• **Seite**:
************

Nach der Angelobung wartet die EU: Schon heute, Dienstag, trifft Kurz Spitzen der EU-Institutionen.

Foto: Robert Newald

Niemand kann bestreiten, dass die FPÖ in den letzten Jahren ein eigenständiges außen- und europapolitisches Profil gezeigt hat. Sie flirtete wiederholt mit den "Öxit" und der Rückabwicklung der Eurozone, verbrüderte sich mit Le Pen und Wilders in der gemeinsamen Fraktion im Europäischen Parlament und unterstützte die Visegrád-Staaten in der Verweigerung der Aufnahme von Flüchtlingen. FP-Funktionäre schlossen ein Kooperationsabkommen mit der russischen Regierungspartei ab, kritisierten die EU-Sanktionen und engagierten sich für die Anerkennung der Krim-Annexion.

Während zahlreiche Abschnitte des neuen Regierungsprogramms freiheitliche Handschrift tragen, finden sich im außen- und europapolitischen Teil nur Spurenelemente davon. Dieser ist vielmehr vom Bekenntnis zur Europäischen Union geprägt und vermittelt den Eindruck, dass sich an der EU-Politik insgesamt nur wenig ändern wird. Das ist zum einen auf den Koalitionspartner zurückzuführen, für den die Zustimmung zur EU eine Voraussetzung für eine Regierung darstellte. Zum anderen hatte die FPÖ schon vorher ihre EU-kritische Rhetorik zurückgefahren, weil im von Brexit-Schock und von Trump geprägten Klima mit antieuropäischer Politik wenig Popularität gewonnen werden kann. Zum Pro-EU-"Paulus" hat sich die FPÖ wohl kaum gewandelt. Vielmehr ist zu erwarten, dass die alte Skepsis erneut zum Vorschein kommt, falls die Stimmung wieder kippen sollte.

Bei genauerer Betrachtung stellt sich dann auch das Bekenntnis der neuen Regierung zur Mitgestaltung Europas etwas halbherzig dar. Man will zwar ein "starkes" Europa, aber so besonders stark sollte es auch wieder nicht sein. Denn das Subsidiaritätsprinzip wird zum Leitsatz der österreichischen EU-Politik erhoben. Die EU soll in Zukunft weniger unternehmen als heute, das wenige aber besser machen. Überbordende Regelungen und Bürokratisierung sollen gestoppt werden.

************

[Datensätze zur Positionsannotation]
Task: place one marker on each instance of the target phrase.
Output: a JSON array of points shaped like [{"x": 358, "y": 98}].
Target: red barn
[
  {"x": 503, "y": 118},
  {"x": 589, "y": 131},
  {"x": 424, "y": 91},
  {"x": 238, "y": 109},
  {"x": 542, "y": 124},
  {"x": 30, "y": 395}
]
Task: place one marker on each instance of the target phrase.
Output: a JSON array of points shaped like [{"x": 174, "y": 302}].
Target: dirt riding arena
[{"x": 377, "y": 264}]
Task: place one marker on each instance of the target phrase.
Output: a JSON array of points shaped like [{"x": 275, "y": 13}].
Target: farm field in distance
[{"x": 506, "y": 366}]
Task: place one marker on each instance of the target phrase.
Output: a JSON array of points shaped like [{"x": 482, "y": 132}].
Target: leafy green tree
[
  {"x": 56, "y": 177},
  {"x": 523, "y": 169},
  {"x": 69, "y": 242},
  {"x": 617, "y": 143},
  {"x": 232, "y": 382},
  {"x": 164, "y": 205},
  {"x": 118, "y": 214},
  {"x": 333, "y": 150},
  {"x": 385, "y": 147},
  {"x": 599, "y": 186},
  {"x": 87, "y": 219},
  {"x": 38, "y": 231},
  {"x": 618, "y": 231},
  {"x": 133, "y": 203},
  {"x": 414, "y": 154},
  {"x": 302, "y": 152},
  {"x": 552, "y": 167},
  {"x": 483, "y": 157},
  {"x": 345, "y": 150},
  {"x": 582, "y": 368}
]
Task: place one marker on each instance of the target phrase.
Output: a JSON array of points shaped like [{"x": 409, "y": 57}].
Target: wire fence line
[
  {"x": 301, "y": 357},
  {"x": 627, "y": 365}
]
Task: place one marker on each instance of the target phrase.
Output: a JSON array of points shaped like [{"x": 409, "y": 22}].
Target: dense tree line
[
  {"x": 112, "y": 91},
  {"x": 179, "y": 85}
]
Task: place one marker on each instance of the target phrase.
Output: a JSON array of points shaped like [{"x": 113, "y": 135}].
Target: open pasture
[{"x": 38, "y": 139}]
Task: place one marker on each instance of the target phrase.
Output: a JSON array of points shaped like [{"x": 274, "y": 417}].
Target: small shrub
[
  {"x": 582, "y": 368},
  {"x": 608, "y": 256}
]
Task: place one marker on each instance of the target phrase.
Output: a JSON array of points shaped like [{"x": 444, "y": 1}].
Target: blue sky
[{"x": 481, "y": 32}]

************

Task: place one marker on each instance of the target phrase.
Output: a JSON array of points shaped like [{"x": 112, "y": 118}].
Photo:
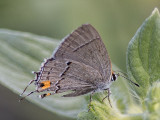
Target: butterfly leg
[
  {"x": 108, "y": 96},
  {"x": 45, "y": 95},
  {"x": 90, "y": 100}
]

************

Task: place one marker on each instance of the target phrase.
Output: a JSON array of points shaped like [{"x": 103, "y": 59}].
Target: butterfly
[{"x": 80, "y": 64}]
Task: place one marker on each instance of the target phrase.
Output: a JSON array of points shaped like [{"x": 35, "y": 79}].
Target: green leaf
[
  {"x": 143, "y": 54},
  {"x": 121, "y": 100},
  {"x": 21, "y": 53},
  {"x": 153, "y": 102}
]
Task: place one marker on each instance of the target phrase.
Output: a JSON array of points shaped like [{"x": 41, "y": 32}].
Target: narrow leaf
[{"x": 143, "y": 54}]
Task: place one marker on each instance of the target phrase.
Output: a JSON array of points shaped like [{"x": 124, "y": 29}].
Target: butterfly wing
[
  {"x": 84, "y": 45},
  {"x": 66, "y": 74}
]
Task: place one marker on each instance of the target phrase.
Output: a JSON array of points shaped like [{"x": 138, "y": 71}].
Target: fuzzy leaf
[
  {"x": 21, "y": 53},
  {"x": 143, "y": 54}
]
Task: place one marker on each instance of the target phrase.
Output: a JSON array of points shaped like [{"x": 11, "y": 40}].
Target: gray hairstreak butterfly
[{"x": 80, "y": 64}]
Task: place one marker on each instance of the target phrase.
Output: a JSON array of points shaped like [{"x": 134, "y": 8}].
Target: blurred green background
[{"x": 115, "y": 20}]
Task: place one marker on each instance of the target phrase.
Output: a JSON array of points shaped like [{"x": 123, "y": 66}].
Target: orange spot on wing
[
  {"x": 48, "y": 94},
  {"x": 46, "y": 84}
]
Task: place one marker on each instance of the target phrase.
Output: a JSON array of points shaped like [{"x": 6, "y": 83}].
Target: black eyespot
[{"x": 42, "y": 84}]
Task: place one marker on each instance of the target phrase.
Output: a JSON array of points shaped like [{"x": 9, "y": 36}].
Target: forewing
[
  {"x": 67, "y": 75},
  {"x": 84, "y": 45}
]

************

• **Ziel der Übung**:
Entnimm dem Kommentar zur EU-Politik der FPÖ wortgetreu die Stelle, die bei den Worten „Nach der Angelobung“ beginnt, und hör nach den Worten „Anerkennung der Krim-Annexion.“ auf.

• **Ergebnis**:
Nach der Angelobung wartet die EU: Schon heute, Dienstag, trifft Kurz Spitzen der EU-Institutionen.

Foto: Robert Newald

Niemand kann bestreiten, dass die FPÖ in den letzten Jahren ein eigenständiges außen- und europapolitisches Profil gezeigt hat. Sie flirtete wiederholt mit den "Öxit" und der Rückabwicklung der Eurozone, verbrüderte sich mit Le Pen und Wilders in der gemeinsamen Fraktion im Europäischen Parlament und unterstützte die Visegrád-Staaten in der Verweigerung der Aufnahme von Flüchtlingen. FP-Funktionäre schlossen ein Kooperationsabkommen mit der russischen Regierungspartei ab, kritisierten die EU-Sanktionen und engagierten sich für die Anerkennung der Krim-Annexion.